■ Questions on the material
1: Please answer these questions from the Gray Matters column on poverty:
(a) In what year did Lyndon Johnson declare an "unconditional war on poverty in America"?
(b) Which office did Richard Nixon abolish?
(c) How often does Saul's Reflections column appear at Time Goes By?
2: Write what comes next in the Gray Matters column on poverty, starting after its final sentence.
======== Excerpt to read ========
Reverse Mortgages – Part 4: Do Not Fear HECMs

GRAY MATTERS: Growing Poverty

SaulFriedman75x75 Pulitzer Prize-winning journalist Saul Friedman (bio) writes the weekly Gray Matters column which appears here each Saturday. Links to past Gray Matters columns can be found here. Saul's Reflections column, in which he comments on news, politics and social issues from his perspective as one of the younger members of the greatest generation, also appears at Time Goes By twice each month.

Long before there was a war on terrorism and the war on drugs, the nation declared war on poverty. Specifically, Lyndon Johnson in his first State of the Union, in 1964, declared amid great cheers from the Congress, an “unconditional war on poverty in America” and he pledged not to rest “until that war is won.”

In his last State of the Union in 1988, Ronald Reagan, who had been no fan of Johnson’s agenda, declared to snickering lawmakers, that in the War on Poverty, “poverty won.”

He was right, of course, but at least part of the reason was the hostility of the Republicans and segregationist Southern Democrats to the array of Johnson’s civil rights and anti-poverty campaign.

Richard Nixon adopted the War on Poverty and gave us the Social Security cost-of-living protection, but he abolished the Office of Economic Opportunity and other key segments of the law. Jimmy Carter eroded part of Social Security, and Bill Clinton boasted that he “ended welfare as we know it” by destroying the Depression-era Aid to Families With Dependent Children.
======== Given entries ========
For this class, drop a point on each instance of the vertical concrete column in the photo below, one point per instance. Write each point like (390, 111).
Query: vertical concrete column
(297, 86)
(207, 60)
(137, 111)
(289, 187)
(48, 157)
========
■ Answers for this exercise
1:
(a) 1964
(b) The Office of Economic Opportunity
(c) Twice each month

2:
This bipartisan gnawing away at anti-poverty programs has had consequences for millions of poor American families.

In 1964, 19 percent of Americans lived below the poverty line; the numbers of poor Americans was estimated at a shameful 50 million. That declined to 12.8 percent in 1968, and 11.1 percent as late as 1973.

But after that brief decline in the poverty rates, since Reagan’s speech in 1988 and his emphasis on the “truly needy,” poverty in the United States has made a slow climb upwards to the 2008 rate of 13.2 percent, nearly one percent higher than in 2007, the most significant increase since 1994. And that doesn’t count the near-poor who live desperately just above the poverty line.

But the overall figures don’t tell half of the ugly story of poverty in the richest nation on earth. The 2008 Census Bureau figures – bad as they were – do not take into account the effects of the Great Recession. It will doubtless show an alarming slide into poverty for millions of American families, especially children and young workers and minorities who for the first time in their lives, need food stamps, Medicaid, extended unemployment insurance and the poverty programs that have been decimated.

In these cynical times, with deep divisions between left and right, it’s hard to believe there was a time when a book and a couple of articles struck a chord in the American conscience that made the plight of the poor a major issue.

University of Virginia historian Kent Germany recalled the works that caught the attention of President John Kennedy and his brother Robert. The New York Times’ Homer Bigart wrote a series on poverty in Appalachia which is at Washington’s door step. And the New Yorker’s Dwight MacDonald wrote a glowing review of Michael Harrington’s The Other America, a searing portrait of the 50 million poor.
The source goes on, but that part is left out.